■ Reading passage
%%

This paper proposes a risk-management framework Behavioral Economics of Cyberspace Operations (BECO) for hardening Cyberspace Operations (CO) with the Behavioral Economics (BE) models of cognitive biases in judgment and decision-making. In applying BE to CO, BECO augments a common assumption of a rational cyber warrior with more realistic expressions of human behavior in cyberspace. While the current development of the cyber workforce emphasizes education and training, BECO addresses typical conditions under which rational decision-making fails and knowledge is neglected. The BECO framework encompasses a full set of cyber actors, including attackers, defenders, and users on the friendly and adversary sides, across the full CO spectrum in space and time, and offers a structured approach to the cognitive bias mitigation.

%%

■ Stored records
%%

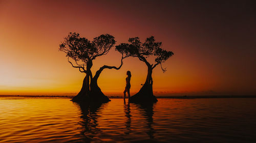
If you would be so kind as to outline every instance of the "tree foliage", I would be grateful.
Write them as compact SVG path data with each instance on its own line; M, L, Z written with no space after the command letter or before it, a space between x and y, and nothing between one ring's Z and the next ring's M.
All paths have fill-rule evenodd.
M74 60L78 66L74 66L69 60L73 67L79 68L81 72L87 72L85 66L88 63L97 56L107 54L115 43L115 38L108 34L101 35L90 41L81 37L78 33L70 33L64 38L64 41L59 45L59 50L65 52L66 56ZM78 64L79 62L82 64Z
M147 38L144 43L140 42L138 37L130 38L128 42L129 43L121 43L116 46L116 50L127 56L137 57L152 69L160 64L163 72L165 71L161 64L172 56L174 53L162 49L161 47L162 42L156 42L153 36ZM147 62L146 58L150 55L155 56L155 63L150 64Z

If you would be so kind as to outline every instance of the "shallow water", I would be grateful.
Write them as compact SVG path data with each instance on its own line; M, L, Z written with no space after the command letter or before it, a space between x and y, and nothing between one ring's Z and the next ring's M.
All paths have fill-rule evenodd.
M255 142L256 98L111 99L95 107L69 99L0 98L0 142Z

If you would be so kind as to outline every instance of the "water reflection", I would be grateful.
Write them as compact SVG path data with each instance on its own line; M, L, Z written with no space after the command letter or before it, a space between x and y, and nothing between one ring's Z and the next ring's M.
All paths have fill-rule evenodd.
M151 139L154 138L154 134L156 133L153 128L153 115L154 106L155 103L147 104L136 104L136 105L141 109L142 112L141 113L145 117L146 121L146 128L147 130L146 133L148 135Z
M131 132L131 108L130 105L130 102L128 101L127 103L126 104L125 100L123 100L123 109L124 111L124 113L125 114L125 117L127 118L126 121L125 122L126 130L124 131L124 133L126 134L130 134Z
M79 123L81 125L81 134L83 136L82 141L90 142L95 140L94 138L102 131L98 127L98 115L101 108L104 104L94 105L88 105L82 104L77 104L80 106L82 121Z

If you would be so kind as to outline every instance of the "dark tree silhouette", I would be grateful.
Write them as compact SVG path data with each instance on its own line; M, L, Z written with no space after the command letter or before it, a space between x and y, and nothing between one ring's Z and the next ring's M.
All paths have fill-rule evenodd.
M126 56L122 53L121 64L119 67L104 65L93 76L91 69L93 61L98 56L107 54L115 43L115 38L109 34L101 35L94 38L92 41L81 37L76 33L70 33L64 38L64 41L59 45L59 50L67 54L68 61L73 67L78 68L80 72L86 74L81 90L72 101L89 103L105 103L110 101L98 85L98 78L104 69L119 70L123 64L123 59ZM70 58L73 59L73 63L70 61Z
M147 67L146 81L139 92L131 97L130 101L143 102L147 100L150 102L155 102L157 100L153 95L152 88L153 70L160 65L164 72L166 69L163 68L162 63L172 56L174 53L161 48L162 42L155 42L155 38L153 36L146 38L144 43L141 43L138 37L129 38L128 42L130 43L121 43L116 46L116 50L127 56L138 58L140 61L145 63ZM151 64L147 61L146 58L150 55L154 55L155 58L155 63Z

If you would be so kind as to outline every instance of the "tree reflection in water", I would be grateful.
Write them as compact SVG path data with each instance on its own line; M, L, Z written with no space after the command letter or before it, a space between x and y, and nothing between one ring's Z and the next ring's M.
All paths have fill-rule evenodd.
M126 104L125 100L123 100L123 108L124 110L124 113L125 113L125 117L127 118L126 121L125 122L126 130L124 131L124 133L125 134L130 134L131 132L131 109L130 107L130 102L128 101L127 103Z
M102 131L98 127L98 113L103 106L103 104L87 105L84 104L78 104L81 109L81 116L80 118L82 119L79 124L81 125L81 134L83 136L82 141L90 142L95 140L94 137L101 134Z
M146 131L146 133L148 135L151 139L154 138L154 134L156 132L155 130L153 127L153 115L154 115L154 105L155 103L144 103L144 104L138 104L136 103L138 107L139 107L141 110L143 111L141 112L141 115L145 117L146 120L146 125L148 130Z

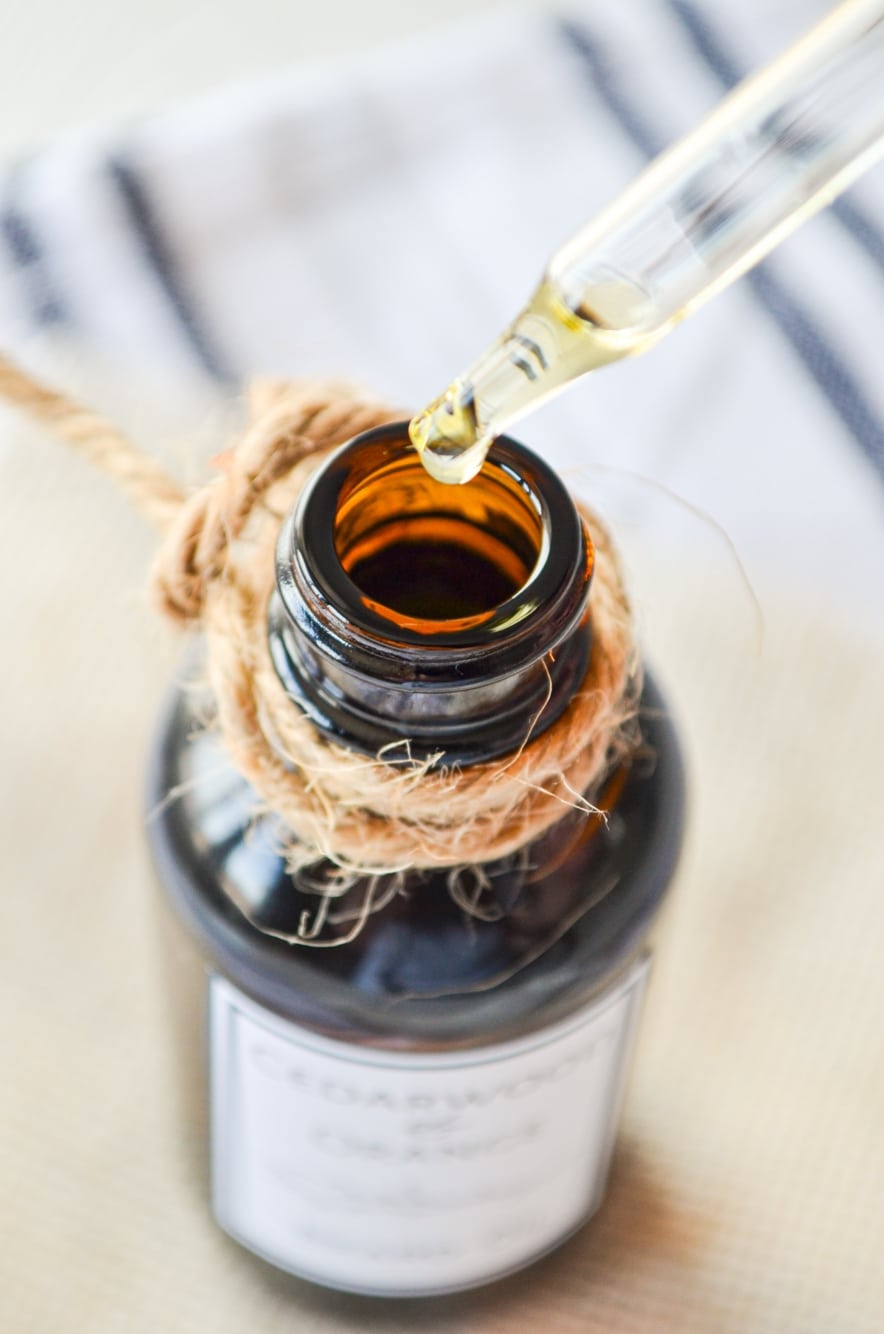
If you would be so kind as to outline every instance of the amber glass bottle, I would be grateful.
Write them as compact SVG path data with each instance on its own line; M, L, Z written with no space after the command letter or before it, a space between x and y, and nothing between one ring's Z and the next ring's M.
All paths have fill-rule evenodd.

%%

■ Task directions
Answer from the abstract on the BECO framework:
1. What does the abbreviation BECO stand for?
2. What does the current development of the cyber workforce emphasize?
3. Which three kinds of cyber actors does the framework include?

■ Full answer
1. Behavioral Economics of Cyberspace Operations
2. Education and training
3. Attackers, defenders, and users